▶ WHAT TO WORK ON:
**A.** In the article on Tom Harkin and the payroll tax cut, how much does the bill save families on average?
**B.** Pick up the article about Tom Harkin's criticism of the payroll tax cut deal and keep writing it from the last sentence shown.

▶ DOCUMENT PASSAGE:
====================
Payroll Tax Cut: Tom Harkin Slams President, Democrats For Risking Social Security (VIDEO)

WATCH: Democrat Slams Party, President For 'Unravelling' Social Security

WASHINGTON -- Sen. Tom Harkin slammed his own president and party for hatching the payroll tax cut deal that is expected to pass Congress Friday, saying he's "embarrassed" the Democrats are pushing a measure that begins the "unravelling of Social Security."

The bill will extend a 2 percent break in the tax that goes to fund Social Security for the rest of 2012, saving families $1,000 on average.

That lost revenue will be replaced in the Social Security trust fund from the nation's general tax collections, but the plan has attracted opposition from both the left and right on grounds that it sets a bad precedent and adds the $100 billion cost to the deficit.

Harkin (D-Iowa), who has long been a staunch defender of Social Security, hammered it as the beginning of the end for the program.

"This Congress will be making a grave mistake -- a grave mistake -- and reinforcing a dangerous precedent," Harkin said in a dramatic Senate floor speech late Thursday. "And I’m dismayed that Democrats, including a Democratic president and a Democratic vice president, have proposed this, and are willing to sign off on a deal that could begin the unraveling of Social Security."
====================
▶ EXTRACTED ENTRIES:

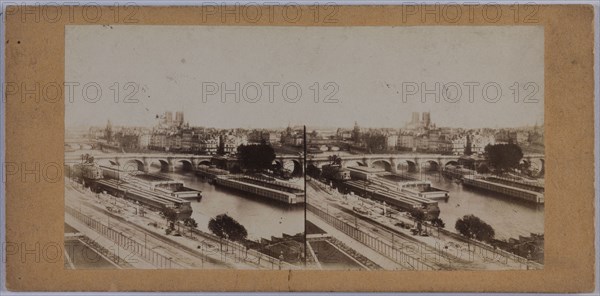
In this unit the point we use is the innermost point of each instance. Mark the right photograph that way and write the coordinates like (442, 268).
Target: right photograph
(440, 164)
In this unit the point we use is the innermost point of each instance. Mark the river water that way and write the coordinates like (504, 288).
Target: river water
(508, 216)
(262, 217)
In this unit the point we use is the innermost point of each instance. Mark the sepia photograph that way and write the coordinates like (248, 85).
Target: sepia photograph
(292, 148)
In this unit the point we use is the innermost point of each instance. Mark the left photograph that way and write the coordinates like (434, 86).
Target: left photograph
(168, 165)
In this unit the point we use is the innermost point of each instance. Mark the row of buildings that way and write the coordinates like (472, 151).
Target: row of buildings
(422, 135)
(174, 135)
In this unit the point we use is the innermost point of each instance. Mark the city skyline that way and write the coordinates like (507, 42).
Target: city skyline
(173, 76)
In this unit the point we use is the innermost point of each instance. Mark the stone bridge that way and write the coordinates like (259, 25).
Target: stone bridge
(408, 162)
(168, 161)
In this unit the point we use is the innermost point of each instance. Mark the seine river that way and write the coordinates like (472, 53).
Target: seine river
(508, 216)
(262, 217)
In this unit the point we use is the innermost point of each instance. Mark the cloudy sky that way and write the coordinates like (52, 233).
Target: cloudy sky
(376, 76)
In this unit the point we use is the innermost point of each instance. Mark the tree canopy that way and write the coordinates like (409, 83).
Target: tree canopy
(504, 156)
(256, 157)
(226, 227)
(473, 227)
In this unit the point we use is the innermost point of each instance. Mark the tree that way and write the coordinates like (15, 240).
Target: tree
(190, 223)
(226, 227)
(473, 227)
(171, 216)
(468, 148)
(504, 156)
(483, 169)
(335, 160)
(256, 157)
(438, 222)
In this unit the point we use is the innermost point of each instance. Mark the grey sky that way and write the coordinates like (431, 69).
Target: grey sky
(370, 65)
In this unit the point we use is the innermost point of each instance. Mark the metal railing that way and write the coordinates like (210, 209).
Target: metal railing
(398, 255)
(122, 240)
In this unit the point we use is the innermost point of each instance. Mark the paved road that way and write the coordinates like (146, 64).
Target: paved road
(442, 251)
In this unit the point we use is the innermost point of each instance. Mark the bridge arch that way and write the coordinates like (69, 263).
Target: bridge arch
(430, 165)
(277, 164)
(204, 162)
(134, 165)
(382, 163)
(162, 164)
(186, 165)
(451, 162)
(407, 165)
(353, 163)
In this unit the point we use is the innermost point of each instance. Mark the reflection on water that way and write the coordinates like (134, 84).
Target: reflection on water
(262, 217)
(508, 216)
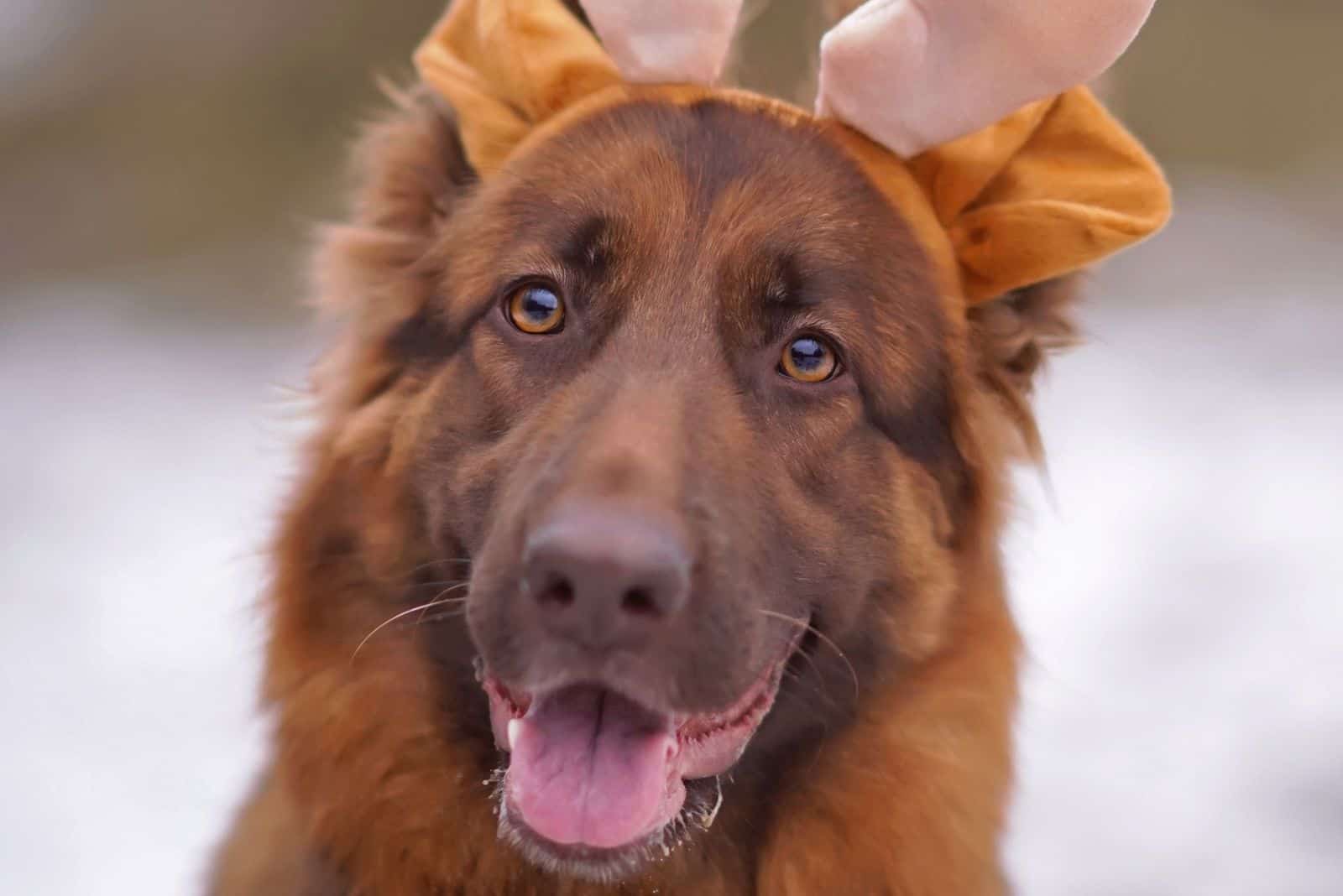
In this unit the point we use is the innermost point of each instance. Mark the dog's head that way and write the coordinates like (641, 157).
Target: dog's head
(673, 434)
====================
▶ RESULTS FOR EACH TASK:
**A.** $1,000

**B.**
Harkin argued that Social Security had always been strong and protected because it was funded by its own dedicated tax stream that ensured every American would be guaranteed a basic income in their retirements, and that the program added not "even one dime to the deficits or the national debt."

But he said now that Congress was going to pay for this cut with borrowed money from the general treasury funds, the best argument of the program's defenders was gone.

"With this bill, we can no longer say that. We can no longer say that Social Security doesn't contribute to the deficit," Harkin said.

He argued that a far better plan would have been to simply grant working Americans rebates on their income taxes, the way Presidents Obama and George W. Bush had done in recent years.

Hauling Social Security into the equation, he said, betrays the legacy of Democratic presidents who started the program and strengthened it over the years, from Franklin Roosevelt to John Kennedy.

"This, I believe has been the hallmark and the underpinning of the party that I've been proud to belong to," Harkin said. "Cutting the payroll tax is a bad idea, terrible idea. I'm embarrassed that it's being proposed by a Democratic president and a Democratic vice president."

Several other Democratic senators, including West Virginia's Joe Manchin and Virginia's Mark Warner, along with Vermont Independent Bernie Sanders, were expected to oppose the bill on similar grounds. A substantial number of Republicans were also expected to balk at the deficit spending and vote against the legislation as well. Nevertheless, it was expected to pass Friday afternoon by a comfortable margin.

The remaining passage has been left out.